_TEXT_
________________

- Conference: Southern Intercollegiate Athletic Association
- Record: 5–3–1 (3–3–1 SIAA)
- Head coach: D. V. Graves (2nd season);
- Captain: Farley Moody
- Home stadium: The Quad Rickwood Field

= 1912 Alabama Crimson Tide football team =

American college football season

The 1912 Alabama Crimson Tide football team (variously "Alabama", "UA", or "Bama") represented the University of Alabama in the 1912 Southern Intercollegiate Athletic Association football season. It was the Crimson Tide's 20th overall and 17th season as a member of the Southern Intercollegiate Athletic Association (SIAA). The team was led by head coach D. V. Graves, in his second year, and played their home games at the University of Alabama Quad in Tuscaloosa and at Rickwood Field in Birmingham, Alabama, US. They finished the season with a record of five wins, three losses, and one tie (5–3–1 overall, 3–3–1 in the SIAA).

________________

_EXTRACTED DATA_
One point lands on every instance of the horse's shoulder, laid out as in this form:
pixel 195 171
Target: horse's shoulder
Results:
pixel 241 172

________________

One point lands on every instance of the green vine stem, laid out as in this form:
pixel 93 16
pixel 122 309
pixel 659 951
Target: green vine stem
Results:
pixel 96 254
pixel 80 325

________________

_THINGS TO DO_
1) In the text on the 1912 Alabama Crimson Tide football team, who was the team captain?
2) Continue the text about the 1912 Alabama Crimson Tide football team from where it stops.

_TASK ANSWERS_
1) Farley Moody

2)
==Schedule==

| Date | Opponent | Site | Result | Source |
| September 28 | Marion* | The Quad; Tuscaloosa, AL; | W 52–0 |  |
| October 5 | Birmingham* | The Quad; Tuscaloosa, AL; | W 62–0 |  |
| October 12 | at Georgia Tech | The Flats; Atlanta, GA (rivalry); | L 3–20 |  |
| October 18 | at Mississippi A&M | Monroe County Fairgrounds; Aberdeen, MS (rivalry); | L 0–7 |  |
| October 26 | at Georgia | Driving Park; Columbus, GA (rivalry); | L 9–13 |  |
| November 2 | at Tulane | First Tulane Stadium; New Orleans, LA; | W 7–0 |  |
| November 9 | Ole Miss | The Quad; Tuscaloosa, AL (rivalry); | W 10–9 |  |
| November 16 | Sewanee | Rickwood Field; Birmingham, AL; | T 6–6 |  |
| November 28 | Tennessee | Rickwood Field; Birmingham, AL (rivalry); | W 6–0 |  |
*Non-conference game;

==Before the season==
Farley Moody was captain of the 1912 team. Also on the team were brothers Hargrove Van de Graaff and Adrian Van de Graaff, brothers of Robert J. Van de Graaff.

==Game summaries==
===Marion===

- Source:

To open the 1912 season, Alabama shutout the Marion Military Institute 52–0 at The Quad in Tuscaloosa. The Crimson Tide took a 20–0 lead behind a trio of first quarter touchdowns on a pair of runs by Holt Andrews McDowell and another by Adrian Van de Graaff. They then extended their lead to 33–0 at halftime behind touchdown runs by Hargrove Van de Graaff and Charlie Joplin. After a scoreless third, Alabama scored on a trio of fourth quarter touchdowns and made the final score 52–0. The final points were scored on runs by McDowell, Hargrove Van de Graaff and W. A. Barnes.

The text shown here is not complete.